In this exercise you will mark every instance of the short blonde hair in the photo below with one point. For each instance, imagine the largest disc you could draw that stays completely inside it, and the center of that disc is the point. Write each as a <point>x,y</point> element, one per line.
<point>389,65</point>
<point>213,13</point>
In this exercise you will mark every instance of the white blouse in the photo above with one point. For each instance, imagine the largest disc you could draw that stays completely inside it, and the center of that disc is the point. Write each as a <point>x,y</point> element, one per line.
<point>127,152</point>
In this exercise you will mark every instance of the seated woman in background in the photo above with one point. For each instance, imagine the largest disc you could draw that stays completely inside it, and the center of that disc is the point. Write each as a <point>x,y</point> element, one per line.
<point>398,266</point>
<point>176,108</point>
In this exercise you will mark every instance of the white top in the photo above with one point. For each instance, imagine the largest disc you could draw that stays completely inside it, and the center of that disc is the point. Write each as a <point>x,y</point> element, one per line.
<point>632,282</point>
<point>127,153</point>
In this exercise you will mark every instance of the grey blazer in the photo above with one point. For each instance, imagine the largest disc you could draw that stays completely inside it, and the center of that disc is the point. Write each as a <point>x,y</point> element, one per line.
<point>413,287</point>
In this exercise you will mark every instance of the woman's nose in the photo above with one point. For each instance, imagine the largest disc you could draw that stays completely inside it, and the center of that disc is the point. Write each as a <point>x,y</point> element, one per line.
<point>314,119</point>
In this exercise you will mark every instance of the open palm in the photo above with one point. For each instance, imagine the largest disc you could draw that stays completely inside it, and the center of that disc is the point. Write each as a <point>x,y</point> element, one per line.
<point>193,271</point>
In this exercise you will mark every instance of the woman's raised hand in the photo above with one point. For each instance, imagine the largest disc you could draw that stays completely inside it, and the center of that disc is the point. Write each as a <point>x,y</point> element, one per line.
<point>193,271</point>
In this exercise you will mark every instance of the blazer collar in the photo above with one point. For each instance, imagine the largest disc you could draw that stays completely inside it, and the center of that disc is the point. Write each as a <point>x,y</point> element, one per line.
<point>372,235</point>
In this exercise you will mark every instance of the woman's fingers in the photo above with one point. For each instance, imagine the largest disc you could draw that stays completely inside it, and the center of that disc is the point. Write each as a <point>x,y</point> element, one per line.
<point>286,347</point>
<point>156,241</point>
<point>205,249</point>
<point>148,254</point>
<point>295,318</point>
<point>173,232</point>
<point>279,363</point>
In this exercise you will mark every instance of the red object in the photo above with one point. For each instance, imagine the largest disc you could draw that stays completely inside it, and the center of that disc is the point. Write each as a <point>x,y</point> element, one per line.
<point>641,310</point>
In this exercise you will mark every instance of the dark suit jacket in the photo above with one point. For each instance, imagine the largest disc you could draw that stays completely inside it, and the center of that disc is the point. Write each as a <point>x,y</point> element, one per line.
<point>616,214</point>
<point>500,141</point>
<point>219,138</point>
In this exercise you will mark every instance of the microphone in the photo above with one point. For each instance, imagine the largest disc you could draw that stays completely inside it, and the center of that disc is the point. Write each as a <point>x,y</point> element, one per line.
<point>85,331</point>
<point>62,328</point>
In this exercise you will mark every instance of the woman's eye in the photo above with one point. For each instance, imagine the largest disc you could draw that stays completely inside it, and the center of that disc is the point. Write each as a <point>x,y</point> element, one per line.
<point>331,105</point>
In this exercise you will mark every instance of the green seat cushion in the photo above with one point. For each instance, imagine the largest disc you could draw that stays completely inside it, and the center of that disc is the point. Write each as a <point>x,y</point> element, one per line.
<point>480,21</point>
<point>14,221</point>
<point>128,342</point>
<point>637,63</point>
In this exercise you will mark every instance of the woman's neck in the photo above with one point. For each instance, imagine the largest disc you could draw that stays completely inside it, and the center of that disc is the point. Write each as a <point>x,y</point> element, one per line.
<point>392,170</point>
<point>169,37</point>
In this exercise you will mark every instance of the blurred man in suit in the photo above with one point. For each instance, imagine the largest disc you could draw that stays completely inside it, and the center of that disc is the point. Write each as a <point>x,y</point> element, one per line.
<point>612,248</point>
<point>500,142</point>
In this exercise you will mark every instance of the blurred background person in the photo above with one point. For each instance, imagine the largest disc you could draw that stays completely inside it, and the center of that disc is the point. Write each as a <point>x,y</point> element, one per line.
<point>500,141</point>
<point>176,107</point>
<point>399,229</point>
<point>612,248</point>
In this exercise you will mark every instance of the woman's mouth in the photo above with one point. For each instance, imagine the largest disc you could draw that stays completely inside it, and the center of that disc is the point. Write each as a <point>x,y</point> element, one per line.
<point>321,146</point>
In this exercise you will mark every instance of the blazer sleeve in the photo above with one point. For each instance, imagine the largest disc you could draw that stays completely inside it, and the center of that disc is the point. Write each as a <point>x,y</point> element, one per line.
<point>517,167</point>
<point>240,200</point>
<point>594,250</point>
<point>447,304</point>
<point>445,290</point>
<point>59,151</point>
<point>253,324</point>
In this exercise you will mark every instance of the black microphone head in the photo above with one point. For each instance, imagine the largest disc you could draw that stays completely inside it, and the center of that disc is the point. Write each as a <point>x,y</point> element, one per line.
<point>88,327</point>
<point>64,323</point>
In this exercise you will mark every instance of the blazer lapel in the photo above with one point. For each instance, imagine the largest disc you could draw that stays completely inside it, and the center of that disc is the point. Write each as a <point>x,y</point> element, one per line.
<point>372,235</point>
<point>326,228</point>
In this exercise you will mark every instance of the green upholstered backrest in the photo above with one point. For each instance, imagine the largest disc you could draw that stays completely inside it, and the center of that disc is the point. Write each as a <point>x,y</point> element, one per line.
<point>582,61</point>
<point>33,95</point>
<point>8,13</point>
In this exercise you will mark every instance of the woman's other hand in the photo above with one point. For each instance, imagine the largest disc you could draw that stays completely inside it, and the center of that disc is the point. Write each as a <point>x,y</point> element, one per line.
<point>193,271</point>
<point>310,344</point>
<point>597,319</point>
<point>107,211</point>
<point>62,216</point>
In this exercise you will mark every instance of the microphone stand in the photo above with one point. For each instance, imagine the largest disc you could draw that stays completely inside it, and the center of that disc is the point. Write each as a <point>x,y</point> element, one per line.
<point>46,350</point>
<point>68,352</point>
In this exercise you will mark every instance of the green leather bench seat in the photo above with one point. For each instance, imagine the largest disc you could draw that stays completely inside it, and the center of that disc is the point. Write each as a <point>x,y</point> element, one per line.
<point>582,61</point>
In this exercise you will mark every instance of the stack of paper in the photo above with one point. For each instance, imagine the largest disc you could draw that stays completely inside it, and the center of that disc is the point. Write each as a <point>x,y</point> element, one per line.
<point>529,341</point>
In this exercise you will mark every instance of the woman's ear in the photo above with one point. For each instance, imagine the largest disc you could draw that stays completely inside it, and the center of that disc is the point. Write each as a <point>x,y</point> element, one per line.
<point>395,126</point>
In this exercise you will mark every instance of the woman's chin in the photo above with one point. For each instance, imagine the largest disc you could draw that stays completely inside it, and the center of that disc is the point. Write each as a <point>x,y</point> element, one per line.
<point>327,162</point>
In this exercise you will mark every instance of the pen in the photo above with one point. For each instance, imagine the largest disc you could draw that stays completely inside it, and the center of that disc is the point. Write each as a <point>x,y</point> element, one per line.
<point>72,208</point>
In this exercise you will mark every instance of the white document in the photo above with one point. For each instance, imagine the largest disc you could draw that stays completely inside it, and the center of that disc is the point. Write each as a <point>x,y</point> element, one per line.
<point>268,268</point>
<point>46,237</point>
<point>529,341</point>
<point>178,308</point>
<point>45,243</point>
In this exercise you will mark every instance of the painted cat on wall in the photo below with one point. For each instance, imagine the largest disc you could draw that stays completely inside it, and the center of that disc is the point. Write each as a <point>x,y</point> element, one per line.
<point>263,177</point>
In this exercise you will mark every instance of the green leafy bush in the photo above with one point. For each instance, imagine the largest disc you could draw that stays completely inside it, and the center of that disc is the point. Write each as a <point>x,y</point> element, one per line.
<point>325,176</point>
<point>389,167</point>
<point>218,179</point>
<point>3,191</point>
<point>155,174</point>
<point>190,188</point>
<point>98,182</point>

===

**SET TASK**
Copy the data word for word, from its first line through the line that contains "<point>176,108</point>", with both of those lines included.

**SOLUTION**
In this exercise you will mark every instance of the short blonde hair in the photo below with one point. For each instance, imagine the largest disc you could draw that stays completely inside it, and the center of that disc is the point. Write each as a <point>x,y</point> element, one per line.
<point>389,65</point>
<point>213,13</point>
In this exercise you will mark every instance of the white blouse in the photo above with one point. For each instance, imagine the largest disc you could draw that stays completely inside it, and the center of that disc is the point. Write each as a <point>x,y</point> element, one per line.
<point>127,152</point>
In this exercise you will mark every instance of the seated woman in background in the photo above with one point. For each instance, imagine the largest disc you could draw that stays completely inside it, and the center of that disc is the point. Write each as a <point>x,y</point> element, one per line.
<point>398,266</point>
<point>176,108</point>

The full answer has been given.